| DOCUMENT PASSAGE |
◆ ◆ ◆ ◆
## Reverse Geocoder - Modis Datasets

This notebook was created in order to translate the lat/long features into state codes that are used on the weather data file. There are around 7 mio usable rows so there is no way to look up the states for each lat/long pair manually. 

We decided to automate this by using the geocoding API provided by Google. The preocess applied is known as reverse geocoding.


In [None]:
!pip install googlemaps



We used a shared google drive folder to ease loading the datasets on everyones machines. This notebook cannot be executed in this state without access to said shared folder

- We start off with the imports

In [None]:
from google.colab import drive
import pandas as pd
import googlemaps

cell to test the google API

In [None]:
'''
gmaps = googlemaps.Client(key='AIzaSyCPBCyv142YkjfcwhqfkXHYrgOLZVHc2go')
◆ ◆ ◆ ◆
| Outline annotation data |
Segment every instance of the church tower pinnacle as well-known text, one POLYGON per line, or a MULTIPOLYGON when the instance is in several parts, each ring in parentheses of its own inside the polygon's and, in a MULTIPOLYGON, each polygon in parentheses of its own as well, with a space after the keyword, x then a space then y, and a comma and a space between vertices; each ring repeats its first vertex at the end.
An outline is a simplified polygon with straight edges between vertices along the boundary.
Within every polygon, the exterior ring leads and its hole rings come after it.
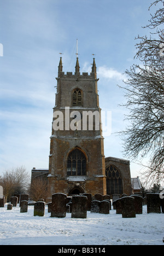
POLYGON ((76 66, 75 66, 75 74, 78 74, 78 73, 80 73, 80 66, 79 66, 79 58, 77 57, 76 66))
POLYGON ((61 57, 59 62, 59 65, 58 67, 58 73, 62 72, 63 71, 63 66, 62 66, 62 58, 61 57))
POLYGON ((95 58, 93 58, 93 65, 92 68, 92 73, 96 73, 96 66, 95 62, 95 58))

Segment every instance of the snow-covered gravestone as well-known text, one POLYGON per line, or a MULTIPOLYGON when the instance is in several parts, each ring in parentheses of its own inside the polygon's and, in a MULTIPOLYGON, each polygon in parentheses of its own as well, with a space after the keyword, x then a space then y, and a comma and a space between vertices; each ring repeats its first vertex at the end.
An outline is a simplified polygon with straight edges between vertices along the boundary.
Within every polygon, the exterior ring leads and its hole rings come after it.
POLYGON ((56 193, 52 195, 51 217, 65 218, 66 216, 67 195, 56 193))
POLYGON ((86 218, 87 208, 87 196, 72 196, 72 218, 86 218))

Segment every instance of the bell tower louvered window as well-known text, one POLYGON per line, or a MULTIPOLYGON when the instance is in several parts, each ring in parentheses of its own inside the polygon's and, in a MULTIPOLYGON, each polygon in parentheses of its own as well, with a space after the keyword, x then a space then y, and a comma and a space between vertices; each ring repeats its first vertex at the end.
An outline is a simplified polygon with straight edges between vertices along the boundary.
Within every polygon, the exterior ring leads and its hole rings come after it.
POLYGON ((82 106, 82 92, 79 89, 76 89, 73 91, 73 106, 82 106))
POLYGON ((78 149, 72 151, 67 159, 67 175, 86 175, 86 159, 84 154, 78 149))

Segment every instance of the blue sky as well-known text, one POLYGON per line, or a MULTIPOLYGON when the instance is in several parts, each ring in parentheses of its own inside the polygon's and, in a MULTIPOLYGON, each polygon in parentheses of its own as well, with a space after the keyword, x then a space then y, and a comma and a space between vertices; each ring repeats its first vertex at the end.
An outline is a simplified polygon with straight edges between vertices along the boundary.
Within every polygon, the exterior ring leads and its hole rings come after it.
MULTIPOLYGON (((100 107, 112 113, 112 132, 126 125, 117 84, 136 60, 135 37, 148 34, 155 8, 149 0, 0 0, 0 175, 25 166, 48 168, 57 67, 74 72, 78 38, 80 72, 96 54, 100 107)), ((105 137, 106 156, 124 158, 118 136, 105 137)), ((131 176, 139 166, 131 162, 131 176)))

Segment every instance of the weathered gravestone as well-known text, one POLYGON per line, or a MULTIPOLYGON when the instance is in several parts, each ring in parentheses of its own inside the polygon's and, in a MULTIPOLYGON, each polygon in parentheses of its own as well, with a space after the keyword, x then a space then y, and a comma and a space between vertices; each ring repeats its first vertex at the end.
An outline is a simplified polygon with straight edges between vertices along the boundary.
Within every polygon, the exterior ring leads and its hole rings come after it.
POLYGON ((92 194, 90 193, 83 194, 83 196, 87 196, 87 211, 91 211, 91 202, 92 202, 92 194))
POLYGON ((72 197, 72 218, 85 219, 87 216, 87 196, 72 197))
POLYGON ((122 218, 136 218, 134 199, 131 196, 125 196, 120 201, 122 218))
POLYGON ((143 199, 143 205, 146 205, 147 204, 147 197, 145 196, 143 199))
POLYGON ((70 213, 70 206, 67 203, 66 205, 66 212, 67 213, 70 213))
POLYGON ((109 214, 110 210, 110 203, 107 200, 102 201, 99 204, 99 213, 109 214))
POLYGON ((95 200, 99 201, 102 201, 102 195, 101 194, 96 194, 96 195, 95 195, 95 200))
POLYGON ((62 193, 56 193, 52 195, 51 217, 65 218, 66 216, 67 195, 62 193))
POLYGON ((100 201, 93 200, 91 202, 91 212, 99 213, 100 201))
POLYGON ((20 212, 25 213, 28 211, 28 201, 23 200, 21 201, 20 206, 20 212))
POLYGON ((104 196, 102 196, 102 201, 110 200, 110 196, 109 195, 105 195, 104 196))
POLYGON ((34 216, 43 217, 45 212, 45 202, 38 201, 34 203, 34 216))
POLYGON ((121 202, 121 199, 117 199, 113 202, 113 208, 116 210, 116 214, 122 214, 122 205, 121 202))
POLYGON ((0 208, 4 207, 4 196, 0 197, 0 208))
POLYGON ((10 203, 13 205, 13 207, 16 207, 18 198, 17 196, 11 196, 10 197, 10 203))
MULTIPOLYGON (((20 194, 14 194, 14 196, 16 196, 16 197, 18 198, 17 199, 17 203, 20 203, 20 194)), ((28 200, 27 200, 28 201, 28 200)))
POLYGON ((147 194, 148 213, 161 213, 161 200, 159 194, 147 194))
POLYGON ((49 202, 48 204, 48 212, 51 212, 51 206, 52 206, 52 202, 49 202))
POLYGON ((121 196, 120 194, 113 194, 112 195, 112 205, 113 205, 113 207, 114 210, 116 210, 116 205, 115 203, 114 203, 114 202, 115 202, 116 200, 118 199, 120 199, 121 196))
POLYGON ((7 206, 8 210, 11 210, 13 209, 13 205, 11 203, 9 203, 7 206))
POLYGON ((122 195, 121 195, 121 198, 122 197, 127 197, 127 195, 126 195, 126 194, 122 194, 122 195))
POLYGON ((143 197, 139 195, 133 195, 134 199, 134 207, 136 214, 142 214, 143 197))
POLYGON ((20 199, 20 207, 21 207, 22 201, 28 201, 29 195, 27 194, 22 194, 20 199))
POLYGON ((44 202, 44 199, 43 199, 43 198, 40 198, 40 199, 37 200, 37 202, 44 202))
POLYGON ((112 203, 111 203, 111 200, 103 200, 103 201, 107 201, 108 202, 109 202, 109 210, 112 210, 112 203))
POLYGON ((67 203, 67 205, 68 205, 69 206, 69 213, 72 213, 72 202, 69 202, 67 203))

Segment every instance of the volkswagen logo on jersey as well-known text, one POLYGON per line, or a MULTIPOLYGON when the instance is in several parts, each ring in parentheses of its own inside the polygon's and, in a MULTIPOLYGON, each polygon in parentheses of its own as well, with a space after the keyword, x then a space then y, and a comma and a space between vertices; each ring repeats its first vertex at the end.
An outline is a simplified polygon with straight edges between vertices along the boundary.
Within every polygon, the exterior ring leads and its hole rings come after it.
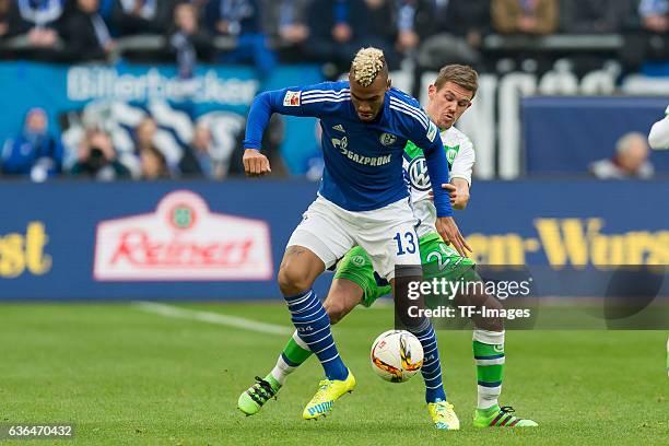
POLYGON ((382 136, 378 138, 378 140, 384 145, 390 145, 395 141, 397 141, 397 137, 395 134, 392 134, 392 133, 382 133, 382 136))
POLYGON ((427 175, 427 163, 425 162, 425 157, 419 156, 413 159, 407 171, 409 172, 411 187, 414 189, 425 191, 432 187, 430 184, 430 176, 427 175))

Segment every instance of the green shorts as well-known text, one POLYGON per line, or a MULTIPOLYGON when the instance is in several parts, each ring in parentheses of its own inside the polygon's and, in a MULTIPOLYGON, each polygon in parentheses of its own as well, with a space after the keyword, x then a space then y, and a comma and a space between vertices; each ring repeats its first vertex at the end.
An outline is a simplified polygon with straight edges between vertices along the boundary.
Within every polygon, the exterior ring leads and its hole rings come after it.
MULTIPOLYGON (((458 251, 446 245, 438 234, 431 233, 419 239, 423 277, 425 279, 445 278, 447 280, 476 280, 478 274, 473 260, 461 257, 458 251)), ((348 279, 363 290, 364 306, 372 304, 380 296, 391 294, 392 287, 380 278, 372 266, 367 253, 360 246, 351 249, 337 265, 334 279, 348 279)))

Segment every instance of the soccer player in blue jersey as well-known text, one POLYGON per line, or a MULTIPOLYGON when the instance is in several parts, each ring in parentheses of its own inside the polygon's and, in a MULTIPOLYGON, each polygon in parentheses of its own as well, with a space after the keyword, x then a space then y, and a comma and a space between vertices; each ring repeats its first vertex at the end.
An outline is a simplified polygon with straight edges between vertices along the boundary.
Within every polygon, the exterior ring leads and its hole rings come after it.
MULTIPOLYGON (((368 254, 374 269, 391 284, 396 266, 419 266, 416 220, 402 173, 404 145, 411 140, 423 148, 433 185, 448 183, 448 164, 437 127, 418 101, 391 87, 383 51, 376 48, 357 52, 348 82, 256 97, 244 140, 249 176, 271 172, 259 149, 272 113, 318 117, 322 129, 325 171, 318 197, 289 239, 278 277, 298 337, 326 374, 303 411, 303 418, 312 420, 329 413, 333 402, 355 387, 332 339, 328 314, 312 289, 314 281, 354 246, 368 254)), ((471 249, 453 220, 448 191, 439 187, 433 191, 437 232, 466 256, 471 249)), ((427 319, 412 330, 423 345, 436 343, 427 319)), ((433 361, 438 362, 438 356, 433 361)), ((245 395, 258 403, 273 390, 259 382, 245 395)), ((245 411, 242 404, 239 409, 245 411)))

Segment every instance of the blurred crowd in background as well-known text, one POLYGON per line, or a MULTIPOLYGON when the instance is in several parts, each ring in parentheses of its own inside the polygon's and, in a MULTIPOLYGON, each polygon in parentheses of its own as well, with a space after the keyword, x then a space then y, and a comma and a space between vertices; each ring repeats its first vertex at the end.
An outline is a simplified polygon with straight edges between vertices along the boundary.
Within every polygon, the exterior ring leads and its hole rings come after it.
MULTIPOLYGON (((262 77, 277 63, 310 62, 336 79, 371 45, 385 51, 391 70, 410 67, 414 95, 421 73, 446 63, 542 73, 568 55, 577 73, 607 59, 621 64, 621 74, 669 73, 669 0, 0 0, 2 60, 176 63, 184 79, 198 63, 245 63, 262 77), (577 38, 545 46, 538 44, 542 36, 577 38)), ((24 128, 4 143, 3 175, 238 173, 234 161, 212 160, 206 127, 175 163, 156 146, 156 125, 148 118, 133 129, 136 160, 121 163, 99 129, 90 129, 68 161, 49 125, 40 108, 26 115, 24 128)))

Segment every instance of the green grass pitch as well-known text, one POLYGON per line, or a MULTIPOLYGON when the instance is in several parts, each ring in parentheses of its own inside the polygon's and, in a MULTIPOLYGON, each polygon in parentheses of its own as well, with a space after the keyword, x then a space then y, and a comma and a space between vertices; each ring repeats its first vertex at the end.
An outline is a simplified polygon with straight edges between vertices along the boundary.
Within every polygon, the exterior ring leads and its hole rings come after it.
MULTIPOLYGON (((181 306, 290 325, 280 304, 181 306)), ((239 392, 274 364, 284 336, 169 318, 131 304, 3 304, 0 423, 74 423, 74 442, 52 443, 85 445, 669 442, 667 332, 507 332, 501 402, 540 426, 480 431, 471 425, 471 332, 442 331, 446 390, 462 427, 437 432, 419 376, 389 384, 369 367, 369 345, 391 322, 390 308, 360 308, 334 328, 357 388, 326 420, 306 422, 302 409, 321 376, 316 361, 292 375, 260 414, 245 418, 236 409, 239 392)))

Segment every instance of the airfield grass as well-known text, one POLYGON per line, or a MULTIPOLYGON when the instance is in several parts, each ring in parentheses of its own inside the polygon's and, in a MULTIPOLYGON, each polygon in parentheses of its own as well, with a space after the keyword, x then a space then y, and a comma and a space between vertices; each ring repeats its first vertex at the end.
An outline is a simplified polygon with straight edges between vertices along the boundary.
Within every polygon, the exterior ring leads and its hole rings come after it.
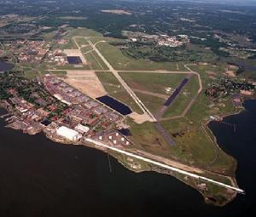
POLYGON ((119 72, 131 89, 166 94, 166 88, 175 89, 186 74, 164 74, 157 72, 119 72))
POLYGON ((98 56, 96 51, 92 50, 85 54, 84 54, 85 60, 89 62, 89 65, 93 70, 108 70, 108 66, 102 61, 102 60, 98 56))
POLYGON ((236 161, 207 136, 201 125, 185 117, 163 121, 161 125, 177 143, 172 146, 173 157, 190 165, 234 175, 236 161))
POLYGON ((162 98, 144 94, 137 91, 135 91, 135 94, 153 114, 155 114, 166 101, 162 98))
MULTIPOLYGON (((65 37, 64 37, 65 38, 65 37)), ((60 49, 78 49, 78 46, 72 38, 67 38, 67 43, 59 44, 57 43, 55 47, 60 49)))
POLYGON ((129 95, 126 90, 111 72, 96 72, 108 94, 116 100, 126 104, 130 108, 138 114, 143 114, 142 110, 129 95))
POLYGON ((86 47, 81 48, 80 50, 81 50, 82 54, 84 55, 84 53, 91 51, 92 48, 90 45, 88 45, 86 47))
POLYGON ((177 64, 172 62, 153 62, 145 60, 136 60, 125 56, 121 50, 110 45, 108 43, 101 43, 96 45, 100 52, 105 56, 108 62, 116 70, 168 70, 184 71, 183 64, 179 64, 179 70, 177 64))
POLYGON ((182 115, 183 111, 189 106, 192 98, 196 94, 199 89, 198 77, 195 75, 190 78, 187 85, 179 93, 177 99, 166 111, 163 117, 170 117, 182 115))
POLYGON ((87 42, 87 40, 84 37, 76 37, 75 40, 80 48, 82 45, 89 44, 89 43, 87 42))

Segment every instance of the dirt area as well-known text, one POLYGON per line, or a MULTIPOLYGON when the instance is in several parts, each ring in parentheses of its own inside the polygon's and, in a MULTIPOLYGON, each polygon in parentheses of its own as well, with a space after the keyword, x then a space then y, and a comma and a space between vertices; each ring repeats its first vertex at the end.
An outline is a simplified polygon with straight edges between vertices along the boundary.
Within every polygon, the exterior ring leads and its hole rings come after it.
◆ ◆ ◆ ◆
| WORK REQUIRED |
Retype the reverse geocoding notebook above word for word, from its heading through its last line.

| RESULT OF THIS TASK |
## Reverse Geocoder - Modis Datasets

This notebook was created in order to translate the lat/long features into state codes that are used on the weather data file. There are around 7 mio usable rows so there is no way to look up the states for each lat/long pair manually. 

We decided to automate this by using the geocoding API provided by Google. The preocess applied is known as reverse geocoding.


In [None]:
!pip install googlemaps



We used a shared google drive folder to ease loading the datasets on everyones machines. This notebook cannot be executed in this state without access to said shared folder

- We start off with the imports

In [None]:
from google.colab import drive
import pandas as pd
import googlemaps

cell to test the google API

In [None]:
'''
gmaps = googlemaps.Client(key='AIzaSyCPBCyv142YkjfcwhqfkXHYrgOLZVHc2go')